Labeled region records:
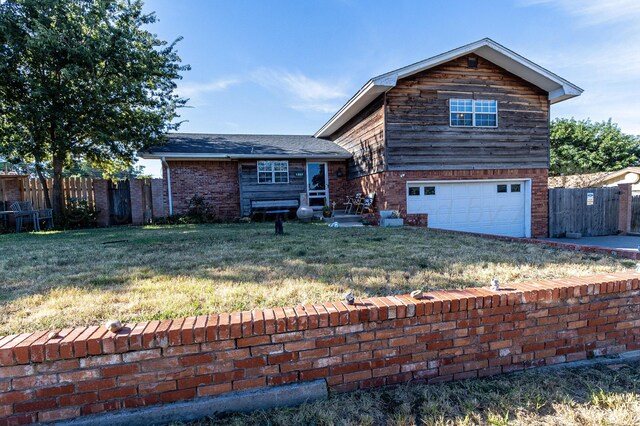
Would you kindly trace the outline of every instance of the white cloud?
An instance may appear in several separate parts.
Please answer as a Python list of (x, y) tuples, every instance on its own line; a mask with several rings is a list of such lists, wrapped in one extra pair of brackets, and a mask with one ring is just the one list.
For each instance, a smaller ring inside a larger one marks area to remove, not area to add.
[(638, 0), (524, 0), (526, 5), (548, 4), (576, 16), (582, 25), (601, 25), (627, 21), (640, 27)]
[(211, 92), (220, 92), (240, 83), (236, 78), (222, 78), (204, 83), (178, 83), (176, 92), (186, 98), (198, 97)]
[(260, 68), (251, 77), (262, 87), (284, 92), (289, 106), (299, 111), (334, 112), (346, 97), (344, 84), (313, 79), (300, 72)]

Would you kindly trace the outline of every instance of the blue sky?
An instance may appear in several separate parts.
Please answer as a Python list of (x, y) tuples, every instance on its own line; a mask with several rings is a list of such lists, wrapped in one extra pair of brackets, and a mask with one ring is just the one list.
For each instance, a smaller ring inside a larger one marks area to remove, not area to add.
[[(369, 78), (490, 37), (582, 87), (552, 117), (640, 134), (640, 1), (146, 0), (192, 70), (182, 132), (313, 134)], [(143, 161), (157, 174), (157, 162)]]

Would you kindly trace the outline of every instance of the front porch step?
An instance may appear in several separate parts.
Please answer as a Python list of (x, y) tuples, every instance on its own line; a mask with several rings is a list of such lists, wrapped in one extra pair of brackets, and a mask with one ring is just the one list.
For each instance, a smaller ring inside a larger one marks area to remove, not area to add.
[(359, 214), (336, 214), (333, 217), (323, 217), (322, 220), (326, 223), (361, 223), (362, 216)]

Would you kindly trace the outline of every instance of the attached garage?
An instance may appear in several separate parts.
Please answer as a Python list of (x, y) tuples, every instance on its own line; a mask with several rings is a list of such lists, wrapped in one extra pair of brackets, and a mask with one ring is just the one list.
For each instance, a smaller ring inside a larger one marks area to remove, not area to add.
[(408, 182), (407, 213), (427, 213), (430, 228), (530, 237), (531, 181)]

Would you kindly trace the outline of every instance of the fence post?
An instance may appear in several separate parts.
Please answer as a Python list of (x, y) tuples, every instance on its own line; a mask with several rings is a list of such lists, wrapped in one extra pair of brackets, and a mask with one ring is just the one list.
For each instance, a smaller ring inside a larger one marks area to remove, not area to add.
[(93, 199), (98, 211), (99, 227), (109, 226), (109, 181), (96, 179), (93, 181)]
[(631, 201), (632, 190), (630, 183), (618, 184), (620, 190), (620, 208), (618, 210), (618, 232), (628, 233), (631, 231)]
[(131, 224), (144, 225), (144, 207), (142, 194), (142, 179), (129, 181), (129, 194), (131, 197)]
[(164, 181), (162, 179), (151, 179), (151, 217), (155, 219), (157, 217), (166, 217), (167, 208), (164, 202)]

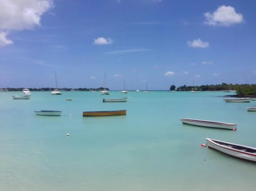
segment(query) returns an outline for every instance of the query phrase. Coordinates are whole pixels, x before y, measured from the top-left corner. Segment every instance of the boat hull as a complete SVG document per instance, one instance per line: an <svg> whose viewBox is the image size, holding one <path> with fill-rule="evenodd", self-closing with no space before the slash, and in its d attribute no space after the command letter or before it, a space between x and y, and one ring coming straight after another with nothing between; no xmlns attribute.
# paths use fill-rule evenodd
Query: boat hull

WHAT IS NEEDED: Scale the rows from the start of the records through the line that contains "174), (157, 162)]]", inclusive, and give them again with the requests unchanged and every coordinate in the answers multiplied by 1.35 and rounded to a whole number, halves up. Leave the pictures out.

THE SOLUTION:
Would you kindly trace the outline of every instance of the white cloud?
An instance may appear in several separate parts.
Please answer as a Python list of (x, y) tuples, every instance on its own line; a mask with several rings is a list of such lists, wrapped in one extra pair of brackets, and a mask with one ring is just the one list.
For each instance, a smaller ring inside a larger one marks area to remove, not area to add.
[(861, 0), (707, 0), (710, 7), (740, 5), (778, 22), (786, 34), (811, 34), (846, 28), (864, 36)]
[(285, 124), (297, 124), (324, 112), (319, 105), (300, 105), (275, 112), (240, 112), (238, 124), (251, 132), (267, 131)]
[(351, 92), (339, 104), (354, 117), (383, 124), (390, 143), (404, 150), (451, 151), (467, 131), (464, 113), (423, 107), (405, 97)]

Would you kindly trace the outline of every instance of the blue sky?
An instance may appear in several separate parts.
Please answer as a Python list of (x, y) tuples, every instance on its own line; a mask with several rings is a list of such lists, wrapped in one extra pair of brackets, and a mask with one ring is just the one list.
For each instance, a smaller ring inside a larger one marks area to remove, not area to add.
[[(498, 105), (662, 50), (786, 117), (745, 158), (864, 181), (864, 1), (197, 0), (259, 95), (246, 178), (423, 181)], [(193, 217), (212, 235), (212, 219)]]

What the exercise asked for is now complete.